[Stored records]
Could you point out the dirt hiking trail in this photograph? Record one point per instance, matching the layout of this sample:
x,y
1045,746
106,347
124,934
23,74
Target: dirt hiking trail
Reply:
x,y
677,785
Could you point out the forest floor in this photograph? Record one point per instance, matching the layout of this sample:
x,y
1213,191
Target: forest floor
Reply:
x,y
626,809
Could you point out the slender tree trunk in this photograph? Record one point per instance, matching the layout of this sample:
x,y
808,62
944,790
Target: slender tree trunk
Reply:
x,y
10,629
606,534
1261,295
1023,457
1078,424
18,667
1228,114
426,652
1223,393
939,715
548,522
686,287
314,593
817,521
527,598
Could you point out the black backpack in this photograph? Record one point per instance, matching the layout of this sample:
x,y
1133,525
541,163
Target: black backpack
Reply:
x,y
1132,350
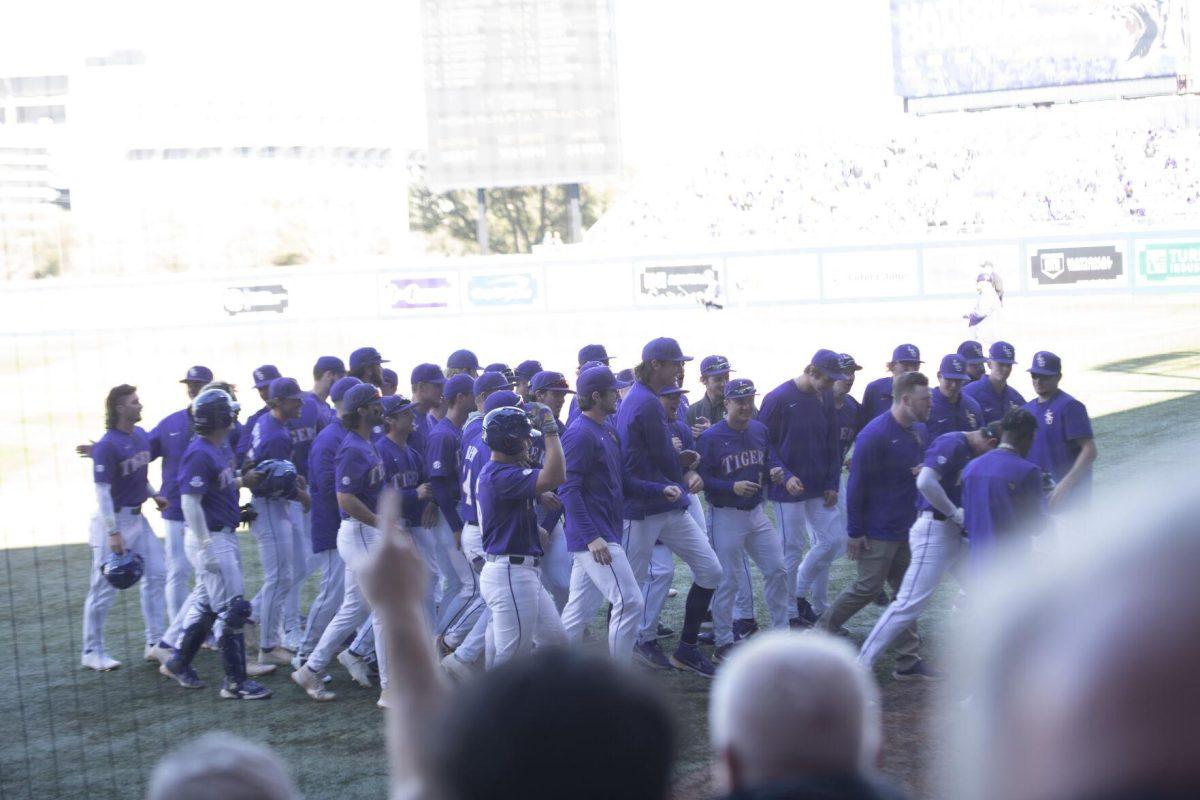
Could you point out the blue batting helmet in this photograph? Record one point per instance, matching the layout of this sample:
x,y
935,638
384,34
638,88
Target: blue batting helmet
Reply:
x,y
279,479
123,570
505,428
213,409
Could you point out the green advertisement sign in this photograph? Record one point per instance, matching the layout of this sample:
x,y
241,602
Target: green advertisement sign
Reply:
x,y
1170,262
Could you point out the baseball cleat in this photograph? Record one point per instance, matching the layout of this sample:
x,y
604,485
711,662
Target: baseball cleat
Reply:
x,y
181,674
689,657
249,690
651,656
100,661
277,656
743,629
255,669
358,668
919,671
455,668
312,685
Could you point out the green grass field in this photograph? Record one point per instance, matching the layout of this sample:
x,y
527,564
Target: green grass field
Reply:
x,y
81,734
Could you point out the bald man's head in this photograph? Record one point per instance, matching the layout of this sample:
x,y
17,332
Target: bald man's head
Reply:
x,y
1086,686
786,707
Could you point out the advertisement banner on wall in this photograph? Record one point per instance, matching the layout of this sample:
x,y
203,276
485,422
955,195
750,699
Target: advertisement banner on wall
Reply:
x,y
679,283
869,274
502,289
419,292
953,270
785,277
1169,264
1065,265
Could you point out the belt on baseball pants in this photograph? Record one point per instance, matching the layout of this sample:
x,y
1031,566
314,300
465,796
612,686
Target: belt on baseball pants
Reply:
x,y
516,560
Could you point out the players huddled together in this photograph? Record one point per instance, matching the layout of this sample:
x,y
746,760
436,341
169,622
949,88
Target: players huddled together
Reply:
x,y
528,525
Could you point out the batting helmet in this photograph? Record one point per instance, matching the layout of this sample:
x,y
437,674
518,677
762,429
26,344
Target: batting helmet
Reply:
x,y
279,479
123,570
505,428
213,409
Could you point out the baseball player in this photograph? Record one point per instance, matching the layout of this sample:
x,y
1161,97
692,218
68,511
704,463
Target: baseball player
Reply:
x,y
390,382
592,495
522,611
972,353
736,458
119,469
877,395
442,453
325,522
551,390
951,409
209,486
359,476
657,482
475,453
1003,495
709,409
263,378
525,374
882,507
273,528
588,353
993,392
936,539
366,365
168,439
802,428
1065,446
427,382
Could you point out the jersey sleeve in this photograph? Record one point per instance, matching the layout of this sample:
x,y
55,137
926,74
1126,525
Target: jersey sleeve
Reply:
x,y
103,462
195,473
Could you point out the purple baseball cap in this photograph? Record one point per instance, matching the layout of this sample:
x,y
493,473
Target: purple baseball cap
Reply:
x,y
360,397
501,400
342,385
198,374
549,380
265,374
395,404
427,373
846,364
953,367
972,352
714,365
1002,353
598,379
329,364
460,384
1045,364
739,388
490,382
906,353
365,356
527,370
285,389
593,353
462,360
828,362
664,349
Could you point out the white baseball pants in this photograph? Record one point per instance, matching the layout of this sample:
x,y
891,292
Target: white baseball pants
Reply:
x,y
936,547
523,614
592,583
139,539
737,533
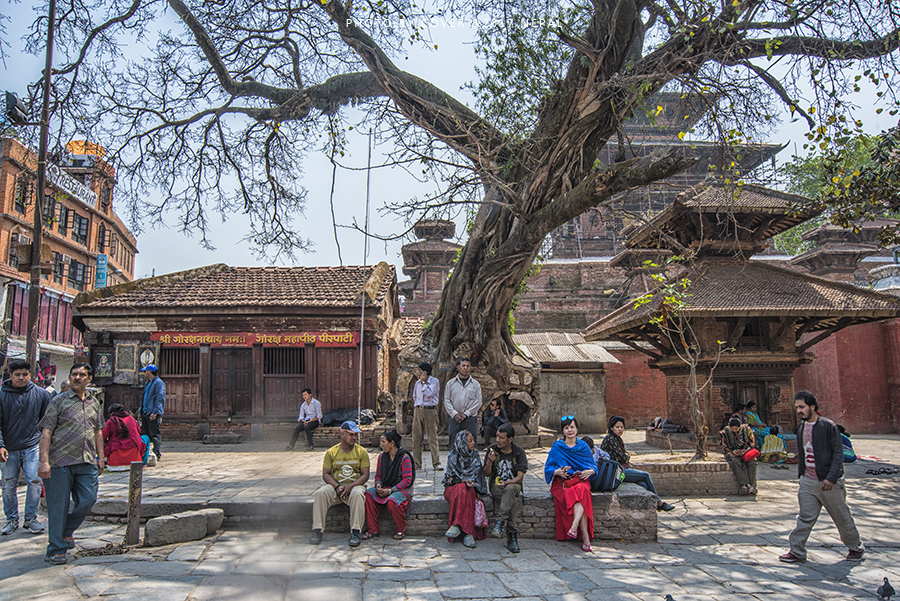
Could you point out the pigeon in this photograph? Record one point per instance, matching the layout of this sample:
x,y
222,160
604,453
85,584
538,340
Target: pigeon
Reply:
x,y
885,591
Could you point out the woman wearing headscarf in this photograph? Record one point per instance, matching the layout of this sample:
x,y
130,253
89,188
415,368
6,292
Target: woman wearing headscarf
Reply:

» YOUR TASK
Write out the lines of the stored records, beginning at the line that contains "Could you point out the purple" and ending with the final line of the records. Omit the pictures.

» RESULT OF THIS EXERCISE
Could you point out the purple baseball cap in this photograph? Record one point per instance, matching the layout of this sample:
x,y
493,473
Target: purple baseball cap
Reply:
x,y
360,397
501,400
342,385
198,374
549,380
265,374
395,404
427,373
846,364
953,367
972,352
714,365
1002,353
598,379
329,364
460,384
1045,364
739,388
490,382
906,353
365,356
527,370
285,389
593,353
462,360
828,362
664,349
Could you point out the white baseball pants in this photograph? Record one point per instance, matching the layout of this sample:
x,y
891,292
Target: white baseball pants
Reply:
x,y
936,547
523,614
592,583
139,539
737,533
Could you point out the pigeon in this photograph? Record one point per instance, matching the layout of this sample:
x,y
222,160
604,453
85,584
538,340
Target: pigeon
Reply:
x,y
885,591
Could you point out the woman wearing headscarf in this photograph? Record one point per instance, matching the layout of this sample:
x,y
130,253
89,188
415,368
6,292
Target: woman wearing headscarf
Reply:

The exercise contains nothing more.